■ 选段
··········
POJ 3281 Dining【最大流+限流拆点】

描述
Cows are such finicky eaters. Each cow has a preference for certain foods and drinks, and she will consume no others.
Farmer John has cooked fabulous meals for his cows, but he forgot to check his menu against their preferences. Although he might not be able to stuff everybody, he wants to give a complete meal of both food and drink to as many cows as possible.
Farmer John has cooked F (1 ≤ F ≤ 100) types of foods and prepared D (1 ≤ D ≤ 100) types of drinks. Each of his N (1 ≤ N ≤ 100) cows has decided whether she is willing to eat a particular food or drink a particular drink. Farmer John must assign a food type and a drink type to each cow to maximize the number of cows who get both.
Each dish or drink can only be consumed by one cow (i.e., once food type 2 is assigned to a cow, no other cow can be assigned food type 2).
输入
Line 1: Three space-separated integers: N, F, and D
Lines 2..N+1: Each line i starts with a two integers Fi and Di, the number of dishes that cow i likes and the number of drinks that cow i likes. The next Fi integers denote the dishes that cow i will eat, and the Di integers following that denote the drinks that cow i will drink.
输出
Line 1: A single integer that is the maximum number of cows that can be fed both food and drink that conform to their wishes
样例输入
4 3 3
2 2 1 2 3 1
2 2 2 3 1 2
2 2 1 3 1 2
2 1 1 3 3
样例输出
3

题意：农夫为他的N头牛准备了F种食物和D种饮料，每头牛都有各自喜欢的食物和饮料，而每种食物或饮料只能分配给一头牛。最多能有多少头牛可以同时得到自己喜欢的食物和饮料？
分析：
牛要匹配食物也要匹配饮料，那就把牛放中间，跑最大流：源点->食物->牛->饮料->汇点，权值全为1。
卡数据：
1 2 2
2 2 1 2 1 2
貌似很正确，但是没有限流，也就是每头牛最多匹配一种方案，所以要把牛这个点拆成两个点，牛和牛之间也连上，起到限流的作用。
··········
■ 摘自某一合集的若干行
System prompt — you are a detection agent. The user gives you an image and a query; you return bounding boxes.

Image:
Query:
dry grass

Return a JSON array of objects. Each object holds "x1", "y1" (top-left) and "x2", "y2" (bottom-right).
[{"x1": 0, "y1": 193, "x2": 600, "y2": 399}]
··········
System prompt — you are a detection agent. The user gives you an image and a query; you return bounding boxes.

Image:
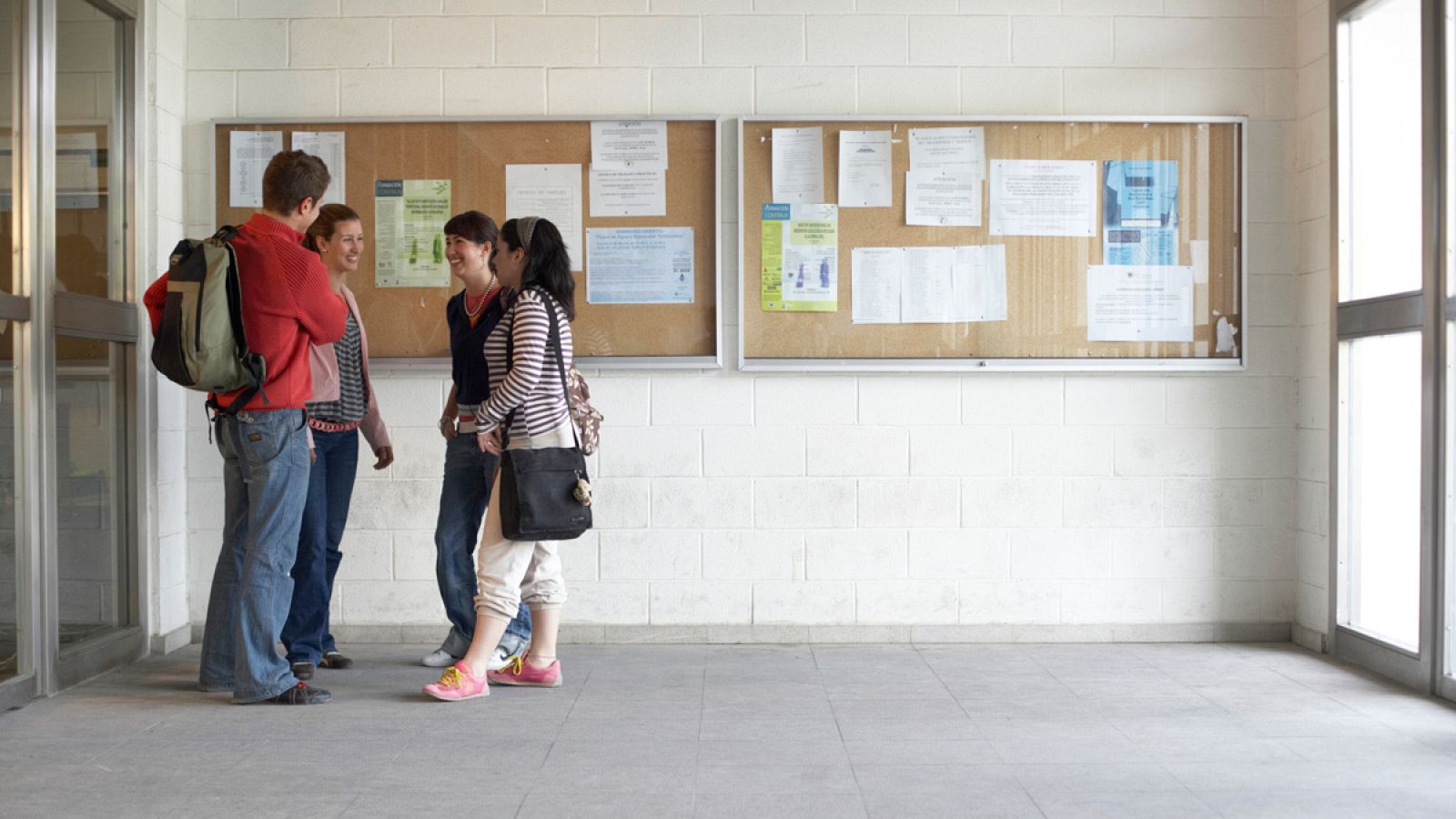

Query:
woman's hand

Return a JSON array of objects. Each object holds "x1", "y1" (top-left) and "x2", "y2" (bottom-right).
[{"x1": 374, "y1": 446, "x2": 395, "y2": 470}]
··········
■ 待办事项
1. 根据选段，为何要把每头牛拆成两个点？请用一至三句话说明。
2. 选段所述的最大流建图中，各条边的权值是多少？
3. 请从选段中摘录一段原文，自“Farmer John has cooked fabulous”开始，一直到“who get both.”为止。
请仅依据选段作答。

■ 参考答案
1. 仅按源点→食物→牛→饮料→汇点建图时没有限流，而每头牛最多只能匹配一种方案。因此要把牛拆成两个点，并在两点之间连边，以起到限流的作用。

2. 权值全为1。

3.
Farmer John has cooked fabulous meals for his cows, but he forgot to check his menu against their preferences. Although he might not be able to stuff everybody, he wants to give a complete meal of both food and drink to as many cows as possible.
Farmer John has cooked F (1 ≤ F ≤ 100) types of foods and prepared D (1 ≤ D ≤ 100) types of drinks. Each of his N (1 ≤ N ≤ 100) cows has decided whether she is willing to eat a particular food or drink a particular drink. Farmer John must assign a food type and a drink type to each cow to maximize the number of cows who get both.